TASK DETAILS: Repeat all the data that appears below, keeping it exact.

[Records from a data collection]
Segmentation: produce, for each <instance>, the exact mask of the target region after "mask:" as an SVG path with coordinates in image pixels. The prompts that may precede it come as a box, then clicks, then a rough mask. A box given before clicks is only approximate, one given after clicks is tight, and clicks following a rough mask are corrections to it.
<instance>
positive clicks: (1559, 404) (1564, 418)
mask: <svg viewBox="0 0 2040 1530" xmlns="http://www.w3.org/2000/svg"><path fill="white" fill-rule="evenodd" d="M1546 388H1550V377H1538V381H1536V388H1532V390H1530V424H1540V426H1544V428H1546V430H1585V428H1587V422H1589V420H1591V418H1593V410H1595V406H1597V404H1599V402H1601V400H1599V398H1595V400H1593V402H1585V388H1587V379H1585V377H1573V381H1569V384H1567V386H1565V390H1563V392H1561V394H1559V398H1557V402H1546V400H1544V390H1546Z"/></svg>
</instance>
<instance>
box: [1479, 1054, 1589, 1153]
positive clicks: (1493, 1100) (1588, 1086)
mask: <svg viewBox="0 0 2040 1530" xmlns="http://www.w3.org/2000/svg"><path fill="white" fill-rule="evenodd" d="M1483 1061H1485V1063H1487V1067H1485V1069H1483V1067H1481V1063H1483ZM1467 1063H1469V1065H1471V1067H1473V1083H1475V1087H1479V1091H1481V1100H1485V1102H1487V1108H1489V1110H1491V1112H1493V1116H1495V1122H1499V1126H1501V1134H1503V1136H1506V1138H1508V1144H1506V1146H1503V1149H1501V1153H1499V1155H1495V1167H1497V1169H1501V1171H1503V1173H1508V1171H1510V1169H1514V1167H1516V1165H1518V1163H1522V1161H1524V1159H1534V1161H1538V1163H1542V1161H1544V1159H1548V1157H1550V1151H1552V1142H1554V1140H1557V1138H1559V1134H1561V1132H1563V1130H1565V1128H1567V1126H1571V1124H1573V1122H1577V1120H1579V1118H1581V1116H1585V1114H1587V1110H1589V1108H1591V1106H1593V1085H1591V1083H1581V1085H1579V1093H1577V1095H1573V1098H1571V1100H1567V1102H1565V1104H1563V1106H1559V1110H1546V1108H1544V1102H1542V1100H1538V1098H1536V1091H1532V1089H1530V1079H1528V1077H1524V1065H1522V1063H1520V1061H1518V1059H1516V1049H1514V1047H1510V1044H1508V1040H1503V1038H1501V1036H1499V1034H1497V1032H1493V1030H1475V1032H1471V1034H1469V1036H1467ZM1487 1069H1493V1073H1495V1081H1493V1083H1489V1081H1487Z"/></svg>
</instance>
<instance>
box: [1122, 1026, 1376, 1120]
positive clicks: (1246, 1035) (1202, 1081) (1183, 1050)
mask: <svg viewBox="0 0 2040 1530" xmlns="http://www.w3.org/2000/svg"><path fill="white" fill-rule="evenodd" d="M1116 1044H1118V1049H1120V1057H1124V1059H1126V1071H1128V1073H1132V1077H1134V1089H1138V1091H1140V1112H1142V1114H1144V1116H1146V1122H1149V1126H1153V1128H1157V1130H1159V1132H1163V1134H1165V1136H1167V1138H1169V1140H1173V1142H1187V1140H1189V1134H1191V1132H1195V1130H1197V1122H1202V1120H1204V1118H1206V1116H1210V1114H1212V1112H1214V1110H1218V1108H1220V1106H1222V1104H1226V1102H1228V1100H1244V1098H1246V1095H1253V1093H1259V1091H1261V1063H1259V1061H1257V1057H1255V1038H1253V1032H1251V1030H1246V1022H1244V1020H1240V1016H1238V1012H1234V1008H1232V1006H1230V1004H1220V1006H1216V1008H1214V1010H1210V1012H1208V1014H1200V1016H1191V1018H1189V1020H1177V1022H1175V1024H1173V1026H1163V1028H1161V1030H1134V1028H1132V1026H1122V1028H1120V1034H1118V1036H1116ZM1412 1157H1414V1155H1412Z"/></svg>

WRITTEN REPLY:
Segmentation: produce, for each <instance>, the exact mask of the target region after "mask:" as an SVG path with coordinates in image pixels. The prompts that may precede it come as a box, then clicks, then a rough mask. A box given before clicks is only approximate, one given after clicks is tight, and clicks following a rough mask are corrections to it.
<instance>
positive clicks: (1559, 404) (1564, 418)
mask: <svg viewBox="0 0 2040 1530" xmlns="http://www.w3.org/2000/svg"><path fill="white" fill-rule="evenodd" d="M1546 388H1550V377H1538V381H1536V388H1532V390H1530V424H1540V426H1544V428H1546V430H1585V428H1587V422H1589V420H1591V418H1593V410H1595V406H1597V404H1599V402H1601V400H1599V398H1595V400H1593V402H1585V388H1587V379H1585V377H1573V381H1569V384H1567V386H1565V390H1563V392H1561V394H1559V398H1557V402H1546V400H1544V390H1546Z"/></svg>
</instance>
<instance>
box: [1479, 1054, 1589, 1153]
positive clicks: (1493, 1100) (1588, 1086)
mask: <svg viewBox="0 0 2040 1530" xmlns="http://www.w3.org/2000/svg"><path fill="white" fill-rule="evenodd" d="M1483 1061H1485V1063H1487V1067H1485V1069H1483V1067H1481V1063H1483ZM1467 1063H1469V1065H1471V1067H1473V1083H1475V1087H1479V1091H1481V1100H1485V1102H1487V1108H1489V1110H1491V1112H1493V1116H1495V1122H1499V1126H1501V1134H1503V1136H1506V1138H1508V1144H1506V1146H1503V1149H1501V1153H1499V1155H1495V1167H1497V1169H1501V1171H1503V1173H1508V1171H1510V1169H1514V1167H1516V1165H1518V1163H1522V1161H1524V1159H1534V1161H1538V1163H1542V1161H1544V1159H1548V1157H1550V1151H1552V1142H1554V1140H1557V1138H1559V1134H1561V1132H1563V1130H1565V1128H1567V1126H1571V1124H1573V1122H1577V1120H1579V1118H1581V1116H1585V1114H1587V1110H1589V1108H1591V1106H1593V1085H1591V1083H1581V1085H1579V1093H1577V1095H1573V1098H1571V1100H1567V1102H1565V1104H1563V1106H1559V1110H1546V1108H1544V1102H1542V1100H1538V1098H1536V1091H1532V1089H1530V1079H1528V1077H1524V1065H1522V1063H1520V1061H1518V1059H1516V1049H1514V1047H1510V1044H1508V1040H1503V1038H1501V1036H1499V1034H1497V1032H1493V1030H1475V1032H1471V1034H1469V1036H1467ZM1487 1069H1493V1073H1495V1081H1493V1083H1489V1081H1487Z"/></svg>
</instance>
<instance>
box: [1122, 1026, 1376, 1120]
positive clicks: (1246, 1035) (1202, 1081) (1183, 1050)
mask: <svg viewBox="0 0 2040 1530" xmlns="http://www.w3.org/2000/svg"><path fill="white" fill-rule="evenodd" d="M1116 1044H1118V1049H1120V1057H1124V1059H1126V1071H1128V1073H1132V1077H1134V1089H1138V1091H1140V1112H1142V1114H1144V1116H1146V1122H1149V1126H1153V1128H1157V1130H1159V1132H1163V1134H1165V1136H1167V1138H1169V1140H1173V1142H1187V1140H1189V1134H1191V1132H1195V1130H1197V1122H1202V1120H1204V1118H1206V1116H1210V1114H1212V1112H1214V1110H1218V1108H1220V1106H1222V1104H1226V1102H1228V1100H1244V1098H1246V1095H1253V1093H1259V1091H1261V1063H1259V1061H1257V1057H1255V1038H1253V1032H1251V1030H1246V1022H1244V1020H1240V1016H1238V1012H1234V1008H1232V1006H1230V1004H1220V1006H1216V1008H1214V1010H1210V1012H1208V1014H1200V1016H1191V1018H1189V1020H1177V1022H1175V1024H1173V1026H1163V1028H1161V1030H1134V1028H1132V1026H1122V1028H1120V1034H1118V1036H1116ZM1412 1157H1414V1155H1412Z"/></svg>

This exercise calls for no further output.